#### [WORK REQUIRED]
Exactly reproduce the lines from the line that has "Please mark the shadow" down to the last line of the entries, inclusive.

(Lines of data)
###

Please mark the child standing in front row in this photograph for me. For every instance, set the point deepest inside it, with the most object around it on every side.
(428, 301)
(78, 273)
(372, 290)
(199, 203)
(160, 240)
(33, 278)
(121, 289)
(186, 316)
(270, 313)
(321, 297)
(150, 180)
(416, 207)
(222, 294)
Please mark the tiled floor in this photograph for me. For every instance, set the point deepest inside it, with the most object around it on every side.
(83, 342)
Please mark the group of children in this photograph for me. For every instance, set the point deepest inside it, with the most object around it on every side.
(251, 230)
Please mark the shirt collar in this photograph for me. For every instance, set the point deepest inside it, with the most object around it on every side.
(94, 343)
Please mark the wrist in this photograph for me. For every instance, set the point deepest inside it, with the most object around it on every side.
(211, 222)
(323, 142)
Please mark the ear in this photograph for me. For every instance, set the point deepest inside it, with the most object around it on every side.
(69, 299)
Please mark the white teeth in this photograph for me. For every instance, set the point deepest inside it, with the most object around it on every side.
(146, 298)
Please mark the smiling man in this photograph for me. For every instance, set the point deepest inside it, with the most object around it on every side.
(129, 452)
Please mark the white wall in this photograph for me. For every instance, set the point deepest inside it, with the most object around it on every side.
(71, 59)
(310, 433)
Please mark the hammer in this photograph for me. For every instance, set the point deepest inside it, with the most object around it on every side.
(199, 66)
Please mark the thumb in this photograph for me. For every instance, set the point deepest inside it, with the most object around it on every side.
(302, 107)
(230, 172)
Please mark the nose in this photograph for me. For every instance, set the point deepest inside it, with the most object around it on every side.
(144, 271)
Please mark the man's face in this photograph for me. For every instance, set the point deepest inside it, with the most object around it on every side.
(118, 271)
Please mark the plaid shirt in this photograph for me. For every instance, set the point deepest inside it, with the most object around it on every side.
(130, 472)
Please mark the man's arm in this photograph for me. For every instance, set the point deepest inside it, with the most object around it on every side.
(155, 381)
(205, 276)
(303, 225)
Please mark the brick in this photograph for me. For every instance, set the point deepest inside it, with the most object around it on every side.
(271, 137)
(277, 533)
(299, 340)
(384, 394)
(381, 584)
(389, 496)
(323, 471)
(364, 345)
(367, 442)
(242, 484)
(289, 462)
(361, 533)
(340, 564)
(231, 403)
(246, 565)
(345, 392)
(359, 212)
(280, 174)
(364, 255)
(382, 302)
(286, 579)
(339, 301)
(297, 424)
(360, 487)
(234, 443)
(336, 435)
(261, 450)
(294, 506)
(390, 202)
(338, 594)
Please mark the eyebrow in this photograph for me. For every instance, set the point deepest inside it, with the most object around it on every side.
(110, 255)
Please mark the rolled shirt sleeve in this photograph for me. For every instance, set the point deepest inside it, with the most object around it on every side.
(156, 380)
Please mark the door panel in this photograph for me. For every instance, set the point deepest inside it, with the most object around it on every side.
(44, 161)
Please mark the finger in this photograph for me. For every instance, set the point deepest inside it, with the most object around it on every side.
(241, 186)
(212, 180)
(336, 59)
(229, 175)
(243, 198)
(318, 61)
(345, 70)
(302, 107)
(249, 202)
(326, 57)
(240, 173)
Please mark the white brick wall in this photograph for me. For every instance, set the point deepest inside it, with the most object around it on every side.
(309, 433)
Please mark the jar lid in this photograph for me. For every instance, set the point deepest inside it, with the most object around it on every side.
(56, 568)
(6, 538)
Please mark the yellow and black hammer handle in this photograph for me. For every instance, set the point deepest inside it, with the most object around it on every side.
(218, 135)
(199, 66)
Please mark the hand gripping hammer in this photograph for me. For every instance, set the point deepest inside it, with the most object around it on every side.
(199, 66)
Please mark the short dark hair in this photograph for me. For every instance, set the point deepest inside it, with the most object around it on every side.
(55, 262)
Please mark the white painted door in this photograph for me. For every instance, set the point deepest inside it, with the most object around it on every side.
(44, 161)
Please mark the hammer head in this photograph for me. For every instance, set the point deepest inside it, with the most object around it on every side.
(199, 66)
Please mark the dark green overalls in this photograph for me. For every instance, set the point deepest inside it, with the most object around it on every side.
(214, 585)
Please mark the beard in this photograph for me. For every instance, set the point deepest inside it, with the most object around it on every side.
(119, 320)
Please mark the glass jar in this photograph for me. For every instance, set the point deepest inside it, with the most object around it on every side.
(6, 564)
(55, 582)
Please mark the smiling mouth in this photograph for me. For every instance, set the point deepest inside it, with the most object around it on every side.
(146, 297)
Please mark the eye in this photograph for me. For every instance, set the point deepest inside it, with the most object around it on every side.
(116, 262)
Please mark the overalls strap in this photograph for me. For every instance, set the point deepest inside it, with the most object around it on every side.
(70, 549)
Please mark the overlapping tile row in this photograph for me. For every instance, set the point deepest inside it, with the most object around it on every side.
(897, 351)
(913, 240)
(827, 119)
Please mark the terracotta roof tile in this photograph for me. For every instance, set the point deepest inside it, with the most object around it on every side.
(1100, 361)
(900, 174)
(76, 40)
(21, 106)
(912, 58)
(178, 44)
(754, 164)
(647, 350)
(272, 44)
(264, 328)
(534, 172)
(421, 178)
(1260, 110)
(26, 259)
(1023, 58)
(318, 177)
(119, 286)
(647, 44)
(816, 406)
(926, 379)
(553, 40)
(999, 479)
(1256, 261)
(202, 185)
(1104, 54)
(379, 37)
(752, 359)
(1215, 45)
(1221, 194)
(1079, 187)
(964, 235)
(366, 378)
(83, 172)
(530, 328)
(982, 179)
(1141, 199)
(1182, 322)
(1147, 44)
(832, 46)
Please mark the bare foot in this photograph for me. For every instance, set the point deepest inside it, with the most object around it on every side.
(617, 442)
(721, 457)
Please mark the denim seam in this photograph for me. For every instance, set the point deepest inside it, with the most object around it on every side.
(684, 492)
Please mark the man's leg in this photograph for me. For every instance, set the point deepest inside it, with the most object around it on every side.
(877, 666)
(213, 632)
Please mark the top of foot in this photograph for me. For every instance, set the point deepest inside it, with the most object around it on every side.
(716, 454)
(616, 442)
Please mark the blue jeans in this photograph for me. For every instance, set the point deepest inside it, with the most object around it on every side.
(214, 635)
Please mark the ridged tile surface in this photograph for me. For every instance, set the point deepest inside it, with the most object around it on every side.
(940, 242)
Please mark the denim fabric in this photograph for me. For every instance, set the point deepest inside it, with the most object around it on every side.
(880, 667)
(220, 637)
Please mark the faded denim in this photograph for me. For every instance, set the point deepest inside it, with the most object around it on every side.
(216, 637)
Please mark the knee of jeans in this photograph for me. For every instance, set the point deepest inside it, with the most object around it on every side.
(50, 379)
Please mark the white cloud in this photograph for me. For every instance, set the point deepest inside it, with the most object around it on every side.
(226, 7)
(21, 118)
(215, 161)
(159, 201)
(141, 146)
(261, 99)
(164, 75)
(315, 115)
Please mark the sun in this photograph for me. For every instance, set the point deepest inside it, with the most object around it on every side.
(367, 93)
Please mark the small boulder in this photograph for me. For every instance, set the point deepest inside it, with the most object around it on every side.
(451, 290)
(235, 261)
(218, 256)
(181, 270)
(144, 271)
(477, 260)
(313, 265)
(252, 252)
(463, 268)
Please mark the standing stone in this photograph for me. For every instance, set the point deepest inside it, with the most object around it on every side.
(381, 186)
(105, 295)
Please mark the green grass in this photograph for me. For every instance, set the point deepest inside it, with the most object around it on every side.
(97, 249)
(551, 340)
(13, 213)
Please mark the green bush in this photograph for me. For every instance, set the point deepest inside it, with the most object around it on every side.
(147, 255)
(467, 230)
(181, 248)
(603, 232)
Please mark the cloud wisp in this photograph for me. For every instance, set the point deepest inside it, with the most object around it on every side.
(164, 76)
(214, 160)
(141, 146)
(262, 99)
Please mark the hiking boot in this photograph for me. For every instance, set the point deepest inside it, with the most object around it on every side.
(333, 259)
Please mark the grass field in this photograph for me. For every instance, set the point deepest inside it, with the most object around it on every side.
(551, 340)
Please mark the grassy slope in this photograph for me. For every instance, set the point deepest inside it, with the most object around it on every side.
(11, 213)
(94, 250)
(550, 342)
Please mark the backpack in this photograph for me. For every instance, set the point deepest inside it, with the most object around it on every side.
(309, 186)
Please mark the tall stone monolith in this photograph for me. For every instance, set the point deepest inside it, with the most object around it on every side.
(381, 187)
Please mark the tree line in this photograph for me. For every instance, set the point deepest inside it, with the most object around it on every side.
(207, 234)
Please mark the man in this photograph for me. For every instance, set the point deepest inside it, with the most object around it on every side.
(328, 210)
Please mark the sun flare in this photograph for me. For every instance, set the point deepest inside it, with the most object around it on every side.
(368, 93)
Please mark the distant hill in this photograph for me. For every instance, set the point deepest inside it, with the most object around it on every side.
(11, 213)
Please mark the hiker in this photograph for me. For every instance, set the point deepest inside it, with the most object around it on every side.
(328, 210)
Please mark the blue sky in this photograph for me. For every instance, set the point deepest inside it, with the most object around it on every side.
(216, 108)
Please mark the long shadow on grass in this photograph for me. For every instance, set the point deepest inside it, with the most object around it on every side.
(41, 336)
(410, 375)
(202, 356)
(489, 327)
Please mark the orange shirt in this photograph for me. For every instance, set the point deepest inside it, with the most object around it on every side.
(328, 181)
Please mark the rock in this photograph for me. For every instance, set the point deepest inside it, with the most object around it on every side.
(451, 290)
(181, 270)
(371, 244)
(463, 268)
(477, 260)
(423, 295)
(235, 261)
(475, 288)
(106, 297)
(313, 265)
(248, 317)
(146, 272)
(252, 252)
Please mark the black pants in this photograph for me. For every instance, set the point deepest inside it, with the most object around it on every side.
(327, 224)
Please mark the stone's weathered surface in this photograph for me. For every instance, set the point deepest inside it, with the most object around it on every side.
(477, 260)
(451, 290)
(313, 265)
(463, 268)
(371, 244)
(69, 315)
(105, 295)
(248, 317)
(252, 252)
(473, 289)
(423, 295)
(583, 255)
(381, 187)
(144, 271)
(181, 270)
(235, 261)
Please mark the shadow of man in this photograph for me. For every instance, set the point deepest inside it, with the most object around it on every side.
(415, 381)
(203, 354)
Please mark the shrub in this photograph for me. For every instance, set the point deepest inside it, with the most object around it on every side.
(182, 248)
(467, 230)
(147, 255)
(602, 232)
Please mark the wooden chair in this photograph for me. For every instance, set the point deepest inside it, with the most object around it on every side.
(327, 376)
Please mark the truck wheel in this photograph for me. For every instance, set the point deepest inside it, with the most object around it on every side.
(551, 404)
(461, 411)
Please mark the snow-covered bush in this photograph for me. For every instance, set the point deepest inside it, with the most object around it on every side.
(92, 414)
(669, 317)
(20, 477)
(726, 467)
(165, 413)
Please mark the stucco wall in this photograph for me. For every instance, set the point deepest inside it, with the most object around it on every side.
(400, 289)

###

#### [ANSWER IN FULL]
Please mark the shadow of man in this photograph for me. For every instance, set the point deepest inside it, with the most object around it on every side.
(415, 381)
(203, 354)
Please mark the shrub in this photograph for me. For every instance, set the point deepest inside it, with the most object around it on every side.
(182, 248)
(467, 230)
(147, 255)
(602, 232)
Please mark the wooden chair in this photograph for me. For every instance, set the point deepest inside it, with the most object around it on every side.
(327, 376)
Please mark the truck wheel in this photograph for me. For every instance, set the point deepest inside it, with the most object around it on every side.
(551, 404)
(461, 411)
Please mark the snow-covered bush in this photograph for me. For every instance, set the point deepest inside it, with the most object around it on every side.
(92, 414)
(669, 317)
(20, 477)
(726, 467)
(165, 413)
Please mark the stucco wall in this photograph for me. For every instance, set the point deepest inside it, with the most object around it on every side.
(400, 289)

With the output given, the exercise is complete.